**WHAT YOU HAVE TO DO:** Your answer must consist solely of the line containing "of the wall" and all subsequent lines through the end of the entries, reproduced exactly.

§ §

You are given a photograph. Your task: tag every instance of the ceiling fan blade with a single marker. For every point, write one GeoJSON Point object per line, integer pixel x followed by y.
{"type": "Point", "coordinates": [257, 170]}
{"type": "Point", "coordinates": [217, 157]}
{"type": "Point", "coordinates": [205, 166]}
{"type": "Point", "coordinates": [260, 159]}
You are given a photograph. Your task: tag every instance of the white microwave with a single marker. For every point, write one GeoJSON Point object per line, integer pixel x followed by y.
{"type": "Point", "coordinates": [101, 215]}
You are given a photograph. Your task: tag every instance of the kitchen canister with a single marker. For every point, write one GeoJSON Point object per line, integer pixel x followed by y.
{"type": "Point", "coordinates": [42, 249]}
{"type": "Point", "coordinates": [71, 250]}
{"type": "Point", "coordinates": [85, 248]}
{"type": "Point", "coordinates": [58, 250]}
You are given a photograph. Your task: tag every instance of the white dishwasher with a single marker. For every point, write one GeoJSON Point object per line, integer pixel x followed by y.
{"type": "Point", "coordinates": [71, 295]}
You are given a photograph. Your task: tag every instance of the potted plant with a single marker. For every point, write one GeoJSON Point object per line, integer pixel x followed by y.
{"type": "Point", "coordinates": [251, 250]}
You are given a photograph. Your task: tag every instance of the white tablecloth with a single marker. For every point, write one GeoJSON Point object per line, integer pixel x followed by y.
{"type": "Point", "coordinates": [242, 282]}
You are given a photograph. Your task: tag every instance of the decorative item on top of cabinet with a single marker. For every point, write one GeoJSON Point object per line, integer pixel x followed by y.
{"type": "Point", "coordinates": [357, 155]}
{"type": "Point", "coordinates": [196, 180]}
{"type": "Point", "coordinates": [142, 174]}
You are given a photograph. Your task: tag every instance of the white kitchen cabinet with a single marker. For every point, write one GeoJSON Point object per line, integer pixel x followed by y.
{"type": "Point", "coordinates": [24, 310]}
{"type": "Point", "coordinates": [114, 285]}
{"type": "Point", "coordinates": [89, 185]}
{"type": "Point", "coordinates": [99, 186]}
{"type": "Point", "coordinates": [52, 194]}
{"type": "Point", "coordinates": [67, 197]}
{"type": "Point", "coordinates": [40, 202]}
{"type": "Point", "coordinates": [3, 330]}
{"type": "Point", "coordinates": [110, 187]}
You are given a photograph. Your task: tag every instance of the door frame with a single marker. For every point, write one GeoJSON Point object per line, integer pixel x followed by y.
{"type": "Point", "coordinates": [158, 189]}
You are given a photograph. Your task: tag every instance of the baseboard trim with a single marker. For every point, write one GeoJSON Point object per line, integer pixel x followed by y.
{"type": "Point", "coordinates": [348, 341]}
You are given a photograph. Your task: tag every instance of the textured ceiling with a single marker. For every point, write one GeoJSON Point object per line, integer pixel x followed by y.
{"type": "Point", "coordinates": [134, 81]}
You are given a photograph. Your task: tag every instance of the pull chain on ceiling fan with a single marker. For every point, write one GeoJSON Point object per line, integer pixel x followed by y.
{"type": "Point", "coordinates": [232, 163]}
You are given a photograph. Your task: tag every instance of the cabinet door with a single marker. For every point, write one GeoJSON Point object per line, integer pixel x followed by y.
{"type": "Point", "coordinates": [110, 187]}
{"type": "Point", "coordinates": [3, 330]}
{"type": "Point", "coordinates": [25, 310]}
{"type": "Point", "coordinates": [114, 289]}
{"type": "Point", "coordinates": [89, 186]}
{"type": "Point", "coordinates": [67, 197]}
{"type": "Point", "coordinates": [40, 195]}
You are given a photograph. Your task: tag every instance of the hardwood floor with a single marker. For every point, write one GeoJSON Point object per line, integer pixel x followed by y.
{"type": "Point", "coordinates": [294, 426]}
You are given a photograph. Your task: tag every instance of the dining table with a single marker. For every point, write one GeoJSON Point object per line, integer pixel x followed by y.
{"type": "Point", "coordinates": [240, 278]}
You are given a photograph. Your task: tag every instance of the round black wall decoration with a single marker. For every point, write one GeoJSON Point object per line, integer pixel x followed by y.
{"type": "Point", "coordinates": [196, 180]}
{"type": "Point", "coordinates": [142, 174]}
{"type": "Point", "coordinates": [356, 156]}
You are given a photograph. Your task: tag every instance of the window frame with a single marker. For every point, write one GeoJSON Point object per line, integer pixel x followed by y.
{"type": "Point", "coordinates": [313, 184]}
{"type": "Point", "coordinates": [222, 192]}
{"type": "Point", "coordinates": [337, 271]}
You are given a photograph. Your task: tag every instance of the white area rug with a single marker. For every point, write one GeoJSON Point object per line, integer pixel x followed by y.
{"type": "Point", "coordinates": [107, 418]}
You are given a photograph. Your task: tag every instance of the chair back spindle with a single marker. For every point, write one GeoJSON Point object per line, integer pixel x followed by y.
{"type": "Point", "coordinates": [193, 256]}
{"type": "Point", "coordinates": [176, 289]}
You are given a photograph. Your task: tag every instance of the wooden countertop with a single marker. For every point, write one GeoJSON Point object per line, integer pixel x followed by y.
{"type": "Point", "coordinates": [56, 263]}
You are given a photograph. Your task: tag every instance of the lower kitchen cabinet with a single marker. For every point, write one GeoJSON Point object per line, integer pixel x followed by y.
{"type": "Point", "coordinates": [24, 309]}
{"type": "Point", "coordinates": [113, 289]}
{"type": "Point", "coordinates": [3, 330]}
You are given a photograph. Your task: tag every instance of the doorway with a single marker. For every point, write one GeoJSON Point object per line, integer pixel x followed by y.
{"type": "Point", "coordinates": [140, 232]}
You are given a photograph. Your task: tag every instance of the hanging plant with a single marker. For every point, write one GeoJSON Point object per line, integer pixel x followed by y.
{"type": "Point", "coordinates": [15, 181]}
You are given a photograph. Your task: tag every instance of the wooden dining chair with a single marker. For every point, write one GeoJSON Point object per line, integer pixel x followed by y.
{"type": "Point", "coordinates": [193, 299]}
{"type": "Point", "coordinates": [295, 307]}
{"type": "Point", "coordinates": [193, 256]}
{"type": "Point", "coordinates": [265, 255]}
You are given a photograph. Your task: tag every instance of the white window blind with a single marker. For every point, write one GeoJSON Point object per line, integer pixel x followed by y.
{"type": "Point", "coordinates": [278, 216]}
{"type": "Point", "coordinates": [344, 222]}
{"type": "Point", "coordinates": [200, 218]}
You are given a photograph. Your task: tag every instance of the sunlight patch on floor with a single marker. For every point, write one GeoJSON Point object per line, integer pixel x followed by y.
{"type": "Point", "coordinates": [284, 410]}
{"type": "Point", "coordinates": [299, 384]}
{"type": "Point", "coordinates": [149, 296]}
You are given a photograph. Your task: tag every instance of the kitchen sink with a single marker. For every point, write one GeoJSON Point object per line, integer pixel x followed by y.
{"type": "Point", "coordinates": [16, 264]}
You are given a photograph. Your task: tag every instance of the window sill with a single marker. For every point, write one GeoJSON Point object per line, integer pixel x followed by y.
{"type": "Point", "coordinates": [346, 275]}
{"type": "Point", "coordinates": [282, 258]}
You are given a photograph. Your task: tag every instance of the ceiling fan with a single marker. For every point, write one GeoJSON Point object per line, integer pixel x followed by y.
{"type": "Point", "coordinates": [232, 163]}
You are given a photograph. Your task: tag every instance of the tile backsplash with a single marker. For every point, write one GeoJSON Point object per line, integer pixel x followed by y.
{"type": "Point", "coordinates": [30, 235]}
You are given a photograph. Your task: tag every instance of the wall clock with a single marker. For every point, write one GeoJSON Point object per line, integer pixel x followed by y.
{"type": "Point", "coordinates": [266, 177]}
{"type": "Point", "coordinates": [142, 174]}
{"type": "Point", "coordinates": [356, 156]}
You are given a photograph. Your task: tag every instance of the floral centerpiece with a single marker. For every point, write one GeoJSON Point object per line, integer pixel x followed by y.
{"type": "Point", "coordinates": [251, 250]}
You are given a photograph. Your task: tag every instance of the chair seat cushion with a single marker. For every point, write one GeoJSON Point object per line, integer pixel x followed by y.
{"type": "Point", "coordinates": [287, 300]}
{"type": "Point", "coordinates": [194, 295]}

§ §

**TASK ANSWER:**
You are given a photograph. Your task: tag every instance of the wall clock with a single marker. For every point, write one GeoJSON Point object per line, integer pixel x followed by y.
{"type": "Point", "coordinates": [266, 177]}
{"type": "Point", "coordinates": [142, 174]}
{"type": "Point", "coordinates": [356, 156]}
You are given a photograph. Your task: tag every instance of the floral centerpiece with a single marker. For every point, write one GeoJSON Point object per line, integer pixel x followed by y.
{"type": "Point", "coordinates": [251, 250]}
You are given a photograph. Your task: tag every instance of the chair seat cushion with a single marker. For every point, write one GeoJSON Point object per line, integer pixel x followed by y.
{"type": "Point", "coordinates": [287, 300]}
{"type": "Point", "coordinates": [194, 295]}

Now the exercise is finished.